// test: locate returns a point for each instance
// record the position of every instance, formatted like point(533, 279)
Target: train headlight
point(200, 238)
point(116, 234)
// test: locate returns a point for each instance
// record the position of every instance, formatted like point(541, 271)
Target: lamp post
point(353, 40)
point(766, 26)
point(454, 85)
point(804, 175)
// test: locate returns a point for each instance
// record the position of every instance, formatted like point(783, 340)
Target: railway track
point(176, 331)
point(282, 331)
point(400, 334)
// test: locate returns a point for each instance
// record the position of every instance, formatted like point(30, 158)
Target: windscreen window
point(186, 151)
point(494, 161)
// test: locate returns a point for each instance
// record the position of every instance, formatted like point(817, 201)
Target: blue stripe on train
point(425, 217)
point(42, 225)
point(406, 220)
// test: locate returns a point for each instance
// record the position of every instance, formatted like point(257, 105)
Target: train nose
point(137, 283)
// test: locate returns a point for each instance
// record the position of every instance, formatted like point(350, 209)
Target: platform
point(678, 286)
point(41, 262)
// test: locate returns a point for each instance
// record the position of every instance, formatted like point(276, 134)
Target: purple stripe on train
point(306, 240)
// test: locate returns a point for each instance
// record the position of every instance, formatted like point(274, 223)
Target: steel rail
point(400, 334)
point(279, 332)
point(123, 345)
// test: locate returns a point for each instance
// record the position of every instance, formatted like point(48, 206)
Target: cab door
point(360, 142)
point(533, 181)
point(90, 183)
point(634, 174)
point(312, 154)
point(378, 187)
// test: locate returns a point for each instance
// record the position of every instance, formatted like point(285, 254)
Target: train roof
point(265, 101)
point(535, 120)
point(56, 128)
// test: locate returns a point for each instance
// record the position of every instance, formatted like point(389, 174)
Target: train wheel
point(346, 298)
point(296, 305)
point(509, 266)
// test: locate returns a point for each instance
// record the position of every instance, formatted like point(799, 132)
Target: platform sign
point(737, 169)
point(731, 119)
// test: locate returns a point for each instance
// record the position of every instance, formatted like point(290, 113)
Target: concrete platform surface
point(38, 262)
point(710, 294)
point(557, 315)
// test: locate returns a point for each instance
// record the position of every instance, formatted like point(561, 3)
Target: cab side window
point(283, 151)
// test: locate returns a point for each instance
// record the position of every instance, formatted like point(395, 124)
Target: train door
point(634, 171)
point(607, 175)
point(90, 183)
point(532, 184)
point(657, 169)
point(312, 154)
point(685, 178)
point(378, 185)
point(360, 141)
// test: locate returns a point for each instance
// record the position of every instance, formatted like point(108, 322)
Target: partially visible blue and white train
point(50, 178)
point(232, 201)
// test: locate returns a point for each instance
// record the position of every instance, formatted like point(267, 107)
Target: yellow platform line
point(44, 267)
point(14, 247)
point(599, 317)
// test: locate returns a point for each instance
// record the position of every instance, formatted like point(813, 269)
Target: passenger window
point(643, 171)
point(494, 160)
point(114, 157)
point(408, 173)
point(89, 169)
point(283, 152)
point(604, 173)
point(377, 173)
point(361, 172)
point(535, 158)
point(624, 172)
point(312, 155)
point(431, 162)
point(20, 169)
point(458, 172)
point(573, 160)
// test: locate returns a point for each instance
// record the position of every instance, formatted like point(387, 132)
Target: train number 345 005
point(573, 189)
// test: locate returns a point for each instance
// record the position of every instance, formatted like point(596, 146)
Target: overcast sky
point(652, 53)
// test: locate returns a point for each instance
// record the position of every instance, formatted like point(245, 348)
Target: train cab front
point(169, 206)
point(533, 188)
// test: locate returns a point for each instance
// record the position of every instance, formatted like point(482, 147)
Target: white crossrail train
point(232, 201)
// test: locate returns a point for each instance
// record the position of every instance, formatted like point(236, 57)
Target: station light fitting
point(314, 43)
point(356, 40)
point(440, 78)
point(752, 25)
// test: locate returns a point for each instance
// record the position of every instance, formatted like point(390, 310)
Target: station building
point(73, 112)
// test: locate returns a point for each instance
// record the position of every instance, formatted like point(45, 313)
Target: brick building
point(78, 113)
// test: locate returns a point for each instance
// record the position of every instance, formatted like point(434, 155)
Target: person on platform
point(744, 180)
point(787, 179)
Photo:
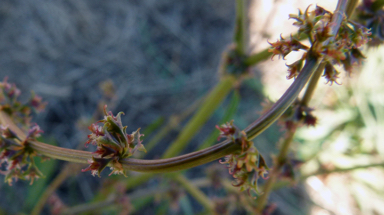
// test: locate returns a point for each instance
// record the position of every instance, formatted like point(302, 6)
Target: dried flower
point(113, 144)
point(283, 47)
point(247, 165)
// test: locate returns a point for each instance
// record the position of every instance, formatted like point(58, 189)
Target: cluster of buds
point(371, 14)
point(15, 152)
point(10, 104)
point(247, 165)
point(316, 25)
point(113, 144)
point(18, 155)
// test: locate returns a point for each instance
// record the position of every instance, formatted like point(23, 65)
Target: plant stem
point(280, 160)
point(240, 27)
point(336, 21)
point(285, 100)
point(188, 160)
point(210, 104)
point(312, 85)
point(172, 123)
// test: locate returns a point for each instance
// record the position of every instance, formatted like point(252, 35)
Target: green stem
point(351, 7)
point(258, 57)
point(210, 104)
point(265, 54)
point(240, 26)
point(195, 192)
point(377, 5)
point(172, 123)
point(192, 159)
point(285, 100)
point(312, 85)
point(276, 171)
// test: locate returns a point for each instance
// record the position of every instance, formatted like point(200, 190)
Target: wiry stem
point(188, 160)
point(336, 22)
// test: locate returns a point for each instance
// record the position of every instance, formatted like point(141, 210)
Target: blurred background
point(154, 60)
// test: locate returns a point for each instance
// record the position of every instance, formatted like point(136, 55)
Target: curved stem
point(188, 160)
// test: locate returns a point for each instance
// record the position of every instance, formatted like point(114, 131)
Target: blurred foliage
point(349, 133)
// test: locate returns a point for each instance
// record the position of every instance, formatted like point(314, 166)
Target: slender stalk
point(172, 123)
point(265, 54)
point(188, 160)
point(210, 104)
point(111, 200)
point(336, 20)
point(258, 57)
point(312, 85)
point(285, 100)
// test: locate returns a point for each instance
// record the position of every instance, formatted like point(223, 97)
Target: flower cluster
point(10, 104)
point(247, 165)
point(233, 63)
point(15, 152)
point(113, 144)
point(371, 14)
point(18, 155)
point(316, 25)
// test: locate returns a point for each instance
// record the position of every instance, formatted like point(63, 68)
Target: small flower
point(7, 133)
point(96, 165)
point(294, 69)
point(331, 74)
point(284, 47)
point(34, 132)
point(113, 143)
point(32, 173)
point(13, 175)
point(227, 130)
point(97, 131)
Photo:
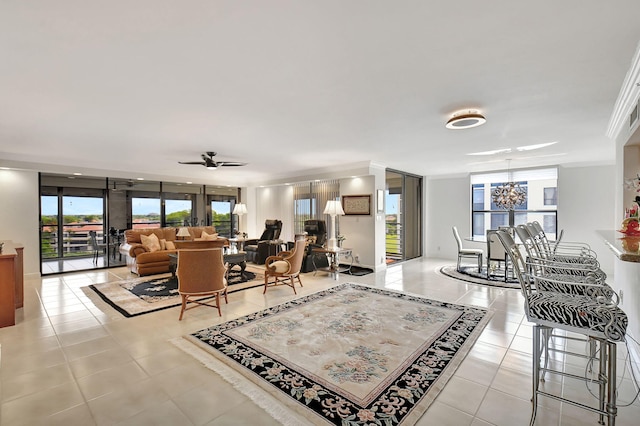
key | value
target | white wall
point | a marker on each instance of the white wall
(360, 231)
(447, 205)
(19, 215)
(586, 203)
(273, 202)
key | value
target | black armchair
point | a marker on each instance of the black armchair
(316, 237)
(257, 250)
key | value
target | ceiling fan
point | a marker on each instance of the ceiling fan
(209, 163)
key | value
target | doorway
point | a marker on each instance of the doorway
(403, 216)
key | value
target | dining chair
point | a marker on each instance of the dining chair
(466, 252)
(496, 253)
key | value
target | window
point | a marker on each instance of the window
(145, 212)
(551, 196)
(540, 205)
(177, 212)
(221, 216)
(309, 200)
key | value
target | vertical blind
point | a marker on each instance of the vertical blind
(309, 200)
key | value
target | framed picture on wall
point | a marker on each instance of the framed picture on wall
(356, 204)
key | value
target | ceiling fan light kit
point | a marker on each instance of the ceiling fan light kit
(210, 164)
(465, 120)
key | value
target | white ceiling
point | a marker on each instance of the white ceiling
(133, 87)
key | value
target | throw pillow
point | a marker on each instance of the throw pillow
(208, 237)
(150, 242)
(279, 266)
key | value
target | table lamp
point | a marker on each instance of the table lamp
(333, 208)
(183, 232)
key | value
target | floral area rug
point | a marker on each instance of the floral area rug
(470, 274)
(350, 355)
(140, 296)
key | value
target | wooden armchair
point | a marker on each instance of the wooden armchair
(286, 265)
(201, 273)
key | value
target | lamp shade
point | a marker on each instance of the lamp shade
(240, 209)
(333, 208)
(183, 232)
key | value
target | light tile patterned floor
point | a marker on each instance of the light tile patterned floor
(73, 360)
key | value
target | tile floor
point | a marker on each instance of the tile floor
(73, 360)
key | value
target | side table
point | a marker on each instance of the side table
(334, 260)
(234, 259)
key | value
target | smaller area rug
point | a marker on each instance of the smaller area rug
(140, 296)
(357, 271)
(470, 274)
(350, 355)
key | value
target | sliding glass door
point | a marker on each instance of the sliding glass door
(403, 213)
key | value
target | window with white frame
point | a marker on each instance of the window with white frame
(540, 205)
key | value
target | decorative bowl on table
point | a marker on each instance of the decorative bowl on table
(630, 227)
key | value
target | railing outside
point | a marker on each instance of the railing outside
(76, 241)
(393, 239)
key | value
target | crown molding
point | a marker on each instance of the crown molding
(627, 98)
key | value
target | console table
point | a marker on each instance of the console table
(334, 260)
(232, 259)
(11, 282)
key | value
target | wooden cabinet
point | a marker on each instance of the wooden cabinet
(11, 282)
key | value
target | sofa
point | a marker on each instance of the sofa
(147, 250)
(268, 244)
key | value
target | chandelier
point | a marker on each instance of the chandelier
(509, 195)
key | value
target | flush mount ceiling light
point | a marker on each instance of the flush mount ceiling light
(466, 120)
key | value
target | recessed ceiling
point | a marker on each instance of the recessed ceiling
(288, 87)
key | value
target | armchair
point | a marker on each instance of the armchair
(286, 265)
(267, 245)
(316, 231)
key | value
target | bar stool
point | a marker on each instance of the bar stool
(591, 315)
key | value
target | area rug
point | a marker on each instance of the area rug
(348, 355)
(470, 274)
(138, 296)
(357, 271)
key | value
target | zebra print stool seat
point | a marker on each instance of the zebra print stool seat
(580, 314)
(573, 303)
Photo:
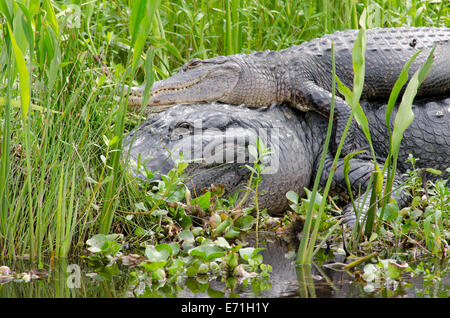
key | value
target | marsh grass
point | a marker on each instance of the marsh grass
(62, 178)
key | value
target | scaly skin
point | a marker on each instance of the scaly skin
(301, 75)
(300, 141)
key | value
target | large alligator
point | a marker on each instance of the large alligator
(301, 75)
(219, 135)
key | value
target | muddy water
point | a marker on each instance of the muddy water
(72, 278)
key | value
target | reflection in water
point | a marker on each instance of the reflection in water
(69, 278)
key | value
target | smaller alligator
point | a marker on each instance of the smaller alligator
(301, 75)
(220, 135)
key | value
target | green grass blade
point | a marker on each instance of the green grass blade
(405, 115)
(24, 76)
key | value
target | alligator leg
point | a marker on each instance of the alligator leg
(359, 175)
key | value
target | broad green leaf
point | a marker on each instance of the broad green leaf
(159, 253)
(292, 196)
(24, 76)
(207, 252)
(405, 115)
(401, 81)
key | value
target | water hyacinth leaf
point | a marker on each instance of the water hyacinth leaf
(223, 243)
(244, 222)
(186, 236)
(292, 196)
(159, 253)
(203, 201)
(107, 244)
(207, 252)
(232, 233)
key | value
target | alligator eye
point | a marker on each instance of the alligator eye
(183, 125)
(193, 64)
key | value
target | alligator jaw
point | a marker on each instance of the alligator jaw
(209, 81)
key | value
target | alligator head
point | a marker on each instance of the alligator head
(225, 79)
(214, 139)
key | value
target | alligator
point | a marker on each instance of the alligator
◇ ◇ ◇
- Zu erledigende Aufgabe
Sammle bitte aus dem Material oben alle Zeilen, in denen das Wort „throw“ vorkommt.

- Lösung der Aufgabe
target | throw pillow
point | a marker on each instance of the throw pillow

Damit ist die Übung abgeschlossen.